- _Problem statement_
Go through the records and give each one again exactly.

- _Exercise inputs_
.....
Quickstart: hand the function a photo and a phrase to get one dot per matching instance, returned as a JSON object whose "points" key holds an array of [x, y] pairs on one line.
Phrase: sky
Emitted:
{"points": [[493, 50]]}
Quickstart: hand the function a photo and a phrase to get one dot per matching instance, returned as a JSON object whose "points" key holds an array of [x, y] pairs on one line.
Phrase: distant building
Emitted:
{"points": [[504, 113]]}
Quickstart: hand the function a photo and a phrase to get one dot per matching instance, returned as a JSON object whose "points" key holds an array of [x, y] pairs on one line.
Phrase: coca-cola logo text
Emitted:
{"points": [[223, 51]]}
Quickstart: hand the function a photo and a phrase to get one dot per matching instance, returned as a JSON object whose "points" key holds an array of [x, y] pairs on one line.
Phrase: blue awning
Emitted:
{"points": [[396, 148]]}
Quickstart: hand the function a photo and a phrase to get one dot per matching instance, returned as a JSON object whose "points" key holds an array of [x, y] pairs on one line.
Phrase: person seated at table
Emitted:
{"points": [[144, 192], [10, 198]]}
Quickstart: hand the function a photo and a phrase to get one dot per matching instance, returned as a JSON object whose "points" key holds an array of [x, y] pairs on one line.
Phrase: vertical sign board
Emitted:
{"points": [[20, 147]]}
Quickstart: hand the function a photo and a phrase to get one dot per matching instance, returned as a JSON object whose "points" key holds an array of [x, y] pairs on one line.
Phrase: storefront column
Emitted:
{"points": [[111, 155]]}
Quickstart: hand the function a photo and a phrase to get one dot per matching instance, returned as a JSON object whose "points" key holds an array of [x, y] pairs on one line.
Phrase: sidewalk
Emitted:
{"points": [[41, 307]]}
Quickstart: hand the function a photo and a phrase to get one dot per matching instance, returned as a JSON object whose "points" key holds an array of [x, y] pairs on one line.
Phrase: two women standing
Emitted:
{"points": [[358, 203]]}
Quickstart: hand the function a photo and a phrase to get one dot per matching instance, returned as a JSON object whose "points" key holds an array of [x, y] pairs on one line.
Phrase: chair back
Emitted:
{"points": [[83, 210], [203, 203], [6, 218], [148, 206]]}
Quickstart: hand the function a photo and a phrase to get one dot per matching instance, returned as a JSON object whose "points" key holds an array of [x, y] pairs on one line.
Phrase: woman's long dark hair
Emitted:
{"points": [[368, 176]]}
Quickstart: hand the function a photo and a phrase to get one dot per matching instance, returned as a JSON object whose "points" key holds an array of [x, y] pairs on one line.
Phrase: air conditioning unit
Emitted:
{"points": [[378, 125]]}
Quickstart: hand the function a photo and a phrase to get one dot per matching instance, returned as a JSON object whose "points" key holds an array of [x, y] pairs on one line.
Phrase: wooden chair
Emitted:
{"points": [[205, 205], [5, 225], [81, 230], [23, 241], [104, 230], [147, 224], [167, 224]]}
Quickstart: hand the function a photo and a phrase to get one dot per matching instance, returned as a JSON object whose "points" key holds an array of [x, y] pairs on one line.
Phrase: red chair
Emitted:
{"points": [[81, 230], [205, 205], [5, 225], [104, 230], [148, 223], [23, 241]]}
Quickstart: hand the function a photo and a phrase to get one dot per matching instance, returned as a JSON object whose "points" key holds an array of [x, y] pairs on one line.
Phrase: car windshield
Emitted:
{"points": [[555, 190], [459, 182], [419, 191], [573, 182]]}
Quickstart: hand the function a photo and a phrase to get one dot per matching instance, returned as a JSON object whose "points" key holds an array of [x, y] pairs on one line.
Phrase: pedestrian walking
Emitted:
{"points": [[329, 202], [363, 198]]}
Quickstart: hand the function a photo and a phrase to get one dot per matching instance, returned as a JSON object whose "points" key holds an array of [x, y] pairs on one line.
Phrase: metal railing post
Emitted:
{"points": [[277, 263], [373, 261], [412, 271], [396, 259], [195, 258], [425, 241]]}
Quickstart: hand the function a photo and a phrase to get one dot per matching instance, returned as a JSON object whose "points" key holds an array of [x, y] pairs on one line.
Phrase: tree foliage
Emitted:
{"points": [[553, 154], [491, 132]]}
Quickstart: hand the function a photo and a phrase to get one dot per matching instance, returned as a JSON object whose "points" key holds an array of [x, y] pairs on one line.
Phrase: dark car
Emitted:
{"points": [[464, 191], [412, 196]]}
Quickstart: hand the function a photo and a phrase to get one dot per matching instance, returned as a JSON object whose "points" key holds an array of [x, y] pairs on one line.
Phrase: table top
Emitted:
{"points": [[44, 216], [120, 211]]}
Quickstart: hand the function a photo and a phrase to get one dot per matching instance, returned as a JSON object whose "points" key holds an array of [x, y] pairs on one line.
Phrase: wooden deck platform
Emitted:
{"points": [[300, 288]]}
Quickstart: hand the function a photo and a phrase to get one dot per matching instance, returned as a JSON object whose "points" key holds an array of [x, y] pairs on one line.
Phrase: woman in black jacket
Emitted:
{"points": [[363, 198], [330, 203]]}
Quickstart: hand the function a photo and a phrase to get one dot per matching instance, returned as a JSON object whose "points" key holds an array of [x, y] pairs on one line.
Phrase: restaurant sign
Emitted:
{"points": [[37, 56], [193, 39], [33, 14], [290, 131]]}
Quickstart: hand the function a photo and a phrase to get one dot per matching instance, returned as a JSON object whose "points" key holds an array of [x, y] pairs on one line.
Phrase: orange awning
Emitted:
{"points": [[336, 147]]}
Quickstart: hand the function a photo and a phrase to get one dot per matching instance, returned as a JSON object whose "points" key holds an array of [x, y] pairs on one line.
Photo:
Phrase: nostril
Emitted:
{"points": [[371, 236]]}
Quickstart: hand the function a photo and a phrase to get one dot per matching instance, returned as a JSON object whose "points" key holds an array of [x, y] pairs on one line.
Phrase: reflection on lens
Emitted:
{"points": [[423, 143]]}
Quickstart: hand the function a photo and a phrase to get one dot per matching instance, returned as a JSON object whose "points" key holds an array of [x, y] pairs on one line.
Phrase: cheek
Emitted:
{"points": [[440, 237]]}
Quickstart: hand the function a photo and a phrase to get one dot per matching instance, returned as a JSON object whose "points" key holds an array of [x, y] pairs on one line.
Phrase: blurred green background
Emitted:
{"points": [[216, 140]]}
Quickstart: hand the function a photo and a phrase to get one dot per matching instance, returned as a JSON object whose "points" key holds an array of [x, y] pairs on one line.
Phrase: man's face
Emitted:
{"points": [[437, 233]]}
.....
- _Task output_
Quickstart: hand the function a photo and a phrase to get one dot per matching instance, returned as a JSON object whose "points" key holds an array of [x, y] pairs on one line.
Phrase: sky
Emitted:
{"points": [[493, 50]]}
Quickstart: hand the function a photo and a phrase to get one dot per matching instance, returned as a JSON object whose "points" key holds an array of [x, y] pairs on one line.
Phrase: distant building
Emitted:
{"points": [[504, 113]]}
Quickstart: hand the function a photo and a phrase to get one dot per matching instance, returned as a JSON object whose "points" key holds an array of [x, y] pairs on one line.
Phrase: coca-cola logo text
Emitted:
{"points": [[223, 51]]}
Quickstart: hand the function a photo and a phrase to get one dot per matching instance, returned as a JSON object whose "points" key holds an array of [x, y] pairs on one line.
Phrase: blue awning
Emitted:
{"points": [[396, 148]]}
Quickstart: hand the function a photo and a phrase to get one dot per matching instance, returned as a JSON object whose "points" key holds an array of [x, y] pairs on one line.
Phrase: person seated at table
Emitted:
{"points": [[144, 192], [10, 198]]}
Quickstart: hand the function a photo and a phrase to get one dot per matching instance, returned as a JSON object whose "points" key holds an array of [x, y] pairs on one line.
Phrase: vertical sign board
Emitted:
{"points": [[20, 147]]}
Quickstart: hand the function a photo and a phrase to get one dot per matching instance, returned as a JSON object whose "points" key holds an array of [x, y] pairs on one line.
Phrase: storefront column
Emitted:
{"points": [[111, 155]]}
Quickstart: hand the function a photo and a phrase to get one dot per matching instance, returned as a JSON object whose "points" key holds an array of [x, y] pairs on one line.
Phrase: sidewalk
Emitted:
{"points": [[41, 307]]}
Quickstart: hand the function a photo and a phrase to get one dot per matching instance, returned as a JSON object whose "points" key holds an array of [x, y] pairs on one line.
Phrase: two women standing
Emitted:
{"points": [[358, 203]]}
Quickstart: hand the function a photo and a phrase to get one dot per matching instance, returned as a JSON object whose "points" key holds an array of [x, y] pairs on one line.
Phrase: chair back
Emitted:
{"points": [[83, 210], [203, 203], [6, 218], [148, 206]]}
Quickstart: hand the function a photo and a phrase to get one dot per matching instance, returned as a JSON object whose "points" key holds an array of [x, y] pairs on one line.
Phrase: woman's long dark hair
Emitted:
{"points": [[368, 176]]}
Quickstart: hand the function a photo and a phrase to get one dot per matching instance, returned as a JSON object whose "points" key holds an array of [x, y] pairs on one line.
Phrase: air conditioning unit
Emitted:
{"points": [[378, 125]]}
Quickstart: hand the function a photo and a phrase to get one dot per matching instance, returned as a JSON object whose "points" key holds an array of [x, y] pairs on one line.
Phrase: wooden chair
Emitted:
{"points": [[205, 205], [5, 225], [81, 230], [23, 241], [104, 230], [147, 224], [167, 224]]}
Quickstart: hand the function a photo and a phrase to get one dot per matching instance, returned as a JSON object whose "points" key holds an array of [x, y] pairs on one line.
Phrase: red chair
Emitted:
{"points": [[81, 230], [205, 205], [5, 225], [104, 230], [148, 223], [23, 241]]}
Quickstart: hand the function a photo and a phrase to get one dot per matching instance, returned as a JSON object whose "points" key holds an array of [x, y] pairs on one line.
Phrase: car windshield
Emitted:
{"points": [[555, 190], [459, 182], [419, 191], [573, 182]]}
Quickstart: hand the function a photo and a phrase to get one dot per matching instance, returned as a JSON object whose "points" key holds an array of [x, y] pairs on one line.
Phrase: pedestrian walking
Emitted:
{"points": [[329, 202], [363, 198]]}
Quickstart: hand the function a photo and a phrase to get one dot per matching instance, returned as a JSON object whose "points" key holds an array of [x, y] pairs on one line.
Phrase: metal railing post
Emitted:
{"points": [[277, 263], [373, 261], [412, 271], [396, 259], [195, 258], [425, 241]]}
Quickstart: hand the function a photo and a phrase to get one dot per matching instance, returned as a JSON object whose "points" key holds an array of [x, y] pairs on one line.
Phrase: tree foliage
Emitted:
{"points": [[553, 154], [491, 132]]}
Quickstart: hand the function a photo and a phrase to get one dot per matching instance, returned as a JSON object whose "points" key holds an array of [x, y] pairs on one line.
Phrase: dark car
Emitted:
{"points": [[464, 191], [412, 196]]}
Quickstart: hand the function a photo and a phrase to get one dot per matching instance, returned as a JSON object whose "points" key holds an array of [x, y] pairs on one line.
Phrase: table top
Emitted:
{"points": [[44, 216], [120, 211]]}
Quickstart: hand the function a photo and a phrase to get one dot per matching instance, returned as a JSON object whose "points" key holds an array of [x, y] pairs on one line.
Phrase: wooden deck platform
Emitted:
{"points": [[300, 288]]}
Quickstart: hand the function a photo and a phrase to get one dot per matching instance, returned as a JSON object whose "points" key holds an array of [x, y] pairs on one line.
Phrase: woman in black jacket
Emitted:
{"points": [[363, 198], [330, 203]]}
Quickstart: hand the function a photo and a phrase to get one dot per matching instance, returned as a JSON object whose "points" key holds an array of [x, y] pairs on one line.
Phrase: restaurant sign
Emitted:
{"points": [[37, 56], [193, 39], [33, 14], [290, 131]]}
Quickstart: hand the function a photo and a phrase to get one dot per matching instance, returned as a JSON object whose "points" key holds an array of [x, y] pairs on one line.
Phrase: orange awning
Emitted:
{"points": [[336, 147]]}
Quickstart: hand the function a photo and a phrase to get one dot per matching instance, returned as a JSON object whose "points" key holds an array of [x, y] pairs on one line.
Photo:
Phrase: nostril
Emitted:
{"points": [[371, 236]]}
Quickstart: hand the function a photo and a phrase to get one dot per matching instance, returned as a JSON object whose "points" key holds an array of [x, y] pairs on one line.
Phrase: reflection on lens
Emitted:
{"points": [[423, 143]]}
Quickstart: hand the function a photo and a phrase to get one dot per matching instance, returned as a JSON object whose "points" key holds an array of [x, y] pairs on one line.
Phrase: cheek
Emitted:
{"points": [[440, 237]]}
Quickstart: hand the function a photo and a phrase to get one dot per matching instance, returned as a JSON object whose "points" key holds an array of [x, y] pairs on one line.
Phrase: blurred green background
Emitted:
{"points": [[216, 140]]}
Quickstart: hand the function a photo and a phrase to get one dot per matching instance, returned as a JSON object whose "points" key holds an array of [x, y] pairs on one line.
Phrase: man's face
Emitted:
{"points": [[437, 233]]}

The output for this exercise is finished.